— SET TASK —
Put everything from the line containing "Give the segmentation of every instance of the <item>dark" down to the end of the rows below into a Markdown table with the columns Number and Content, one line per table row, leaving out any blank lines.

— AVAILABLE RECORDS —
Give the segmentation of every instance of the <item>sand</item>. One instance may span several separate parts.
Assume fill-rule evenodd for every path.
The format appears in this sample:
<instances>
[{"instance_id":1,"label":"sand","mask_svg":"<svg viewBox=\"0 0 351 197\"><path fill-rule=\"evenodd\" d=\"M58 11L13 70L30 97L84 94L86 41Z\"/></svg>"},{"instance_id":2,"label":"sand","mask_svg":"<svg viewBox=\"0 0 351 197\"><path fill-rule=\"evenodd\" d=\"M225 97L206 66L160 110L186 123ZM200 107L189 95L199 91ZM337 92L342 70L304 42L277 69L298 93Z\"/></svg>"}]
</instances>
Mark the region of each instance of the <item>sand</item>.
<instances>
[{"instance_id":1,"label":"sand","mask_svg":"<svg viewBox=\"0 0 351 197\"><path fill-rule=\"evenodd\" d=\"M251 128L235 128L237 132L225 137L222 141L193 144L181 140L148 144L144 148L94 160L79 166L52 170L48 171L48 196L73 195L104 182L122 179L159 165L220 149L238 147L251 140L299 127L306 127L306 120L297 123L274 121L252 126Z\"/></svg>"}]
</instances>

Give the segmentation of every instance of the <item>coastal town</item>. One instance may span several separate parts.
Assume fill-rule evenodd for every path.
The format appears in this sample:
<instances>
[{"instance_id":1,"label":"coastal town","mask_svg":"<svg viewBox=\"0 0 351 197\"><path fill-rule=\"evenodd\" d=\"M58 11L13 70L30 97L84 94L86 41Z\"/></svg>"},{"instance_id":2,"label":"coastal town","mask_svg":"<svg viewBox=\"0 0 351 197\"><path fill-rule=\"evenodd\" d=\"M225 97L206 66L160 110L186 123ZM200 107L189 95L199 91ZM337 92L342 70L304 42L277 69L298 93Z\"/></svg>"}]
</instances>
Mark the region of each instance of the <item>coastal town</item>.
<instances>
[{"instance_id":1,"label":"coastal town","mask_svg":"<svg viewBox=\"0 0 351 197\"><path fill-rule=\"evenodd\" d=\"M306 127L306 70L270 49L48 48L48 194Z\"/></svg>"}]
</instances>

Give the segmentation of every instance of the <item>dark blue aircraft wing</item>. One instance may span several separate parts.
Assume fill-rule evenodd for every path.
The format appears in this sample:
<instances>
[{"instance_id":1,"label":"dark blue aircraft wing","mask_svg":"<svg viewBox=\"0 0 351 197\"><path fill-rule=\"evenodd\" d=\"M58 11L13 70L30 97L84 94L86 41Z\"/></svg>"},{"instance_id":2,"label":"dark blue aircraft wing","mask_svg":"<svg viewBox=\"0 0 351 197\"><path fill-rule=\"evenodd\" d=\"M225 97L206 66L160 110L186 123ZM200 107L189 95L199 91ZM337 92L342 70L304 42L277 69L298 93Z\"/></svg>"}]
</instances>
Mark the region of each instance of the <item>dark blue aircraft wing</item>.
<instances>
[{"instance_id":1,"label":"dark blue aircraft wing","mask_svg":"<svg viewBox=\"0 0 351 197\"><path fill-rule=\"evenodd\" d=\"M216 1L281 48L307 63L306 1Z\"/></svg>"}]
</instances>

— REPLY TO THE EXERCISE —
| Number | Content |
|---|---|
| 1 | Give the segmentation of every instance of the <item>dark blue aircraft wing</item>. One instance may span several separate parts. |
| 2 | Assume fill-rule evenodd for every path. |
| 3 | The format appears in this sample: |
| 4 | <instances> |
| 5 | [{"instance_id":1,"label":"dark blue aircraft wing","mask_svg":"<svg viewBox=\"0 0 351 197\"><path fill-rule=\"evenodd\" d=\"M58 11L13 70L30 97L84 94L86 41Z\"/></svg>"},{"instance_id":2,"label":"dark blue aircraft wing","mask_svg":"<svg viewBox=\"0 0 351 197\"><path fill-rule=\"evenodd\" d=\"M225 97L206 66L160 110L186 123ZM200 107L189 95L199 91ZM337 92L342 70L304 42L277 69L298 93Z\"/></svg>"}] |
| 6 | </instances> |
| 7 | Mark the region of each instance of the <item>dark blue aircraft wing</item>. |
| 8 | <instances> |
| 9 | [{"instance_id":1,"label":"dark blue aircraft wing","mask_svg":"<svg viewBox=\"0 0 351 197\"><path fill-rule=\"evenodd\" d=\"M216 1L281 48L307 63L306 1Z\"/></svg>"}] |
| 10 | </instances> |